• _Required task_:
Please answer from the cricket season article: what does Big D actively have to be stopped from wearing in to work?

• _Document extract_:
Five ways you know it's cricket season

By Chris Chard / Expert

There’s a bloke in my office – let’s call him Big D – who exists as the workplace cricket barometer. Just like the leaves on the trees herald in the change of season, so too can the change in sporting seasons be witnessed by watching the changes in Big D.

Usually polite and mild-mannered, Big D transmogrifies into a Gabba security guard’s ‘Most Wanted’ poster to the point where he actively has to be stopped from wearing his batting pads in to work.

On a wider scale though, there are many other changes in the society that indicate the beginning of cricket season. Here are five of the best:

1. AM Radio becomes socially acceptable

Usually flicking on the AM wireless, results in hours of droning retires, ringing up fossilised announcers to moan on about petrol prices or the sun being too bright or something.

For starters, everyone knows the best place to whinge or spread bias is on internet forums. Secondly, you try tuning in to this drivel at work and anyone aged under 50 will be quickly lodging workplace harassment claims with your superior.

Come cricket season though and its perfectly acceptable to have the portable quietly murmuring on your desk, and even Bradley, the cool kid from marketing with the faux-hawk, will be lingering unnecessarily past your cubicle on his way to chat up the new secretary.

• _Data segment_:
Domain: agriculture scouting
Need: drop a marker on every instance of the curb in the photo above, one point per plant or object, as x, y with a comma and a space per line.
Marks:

• _Problem solution_:
His batting pads.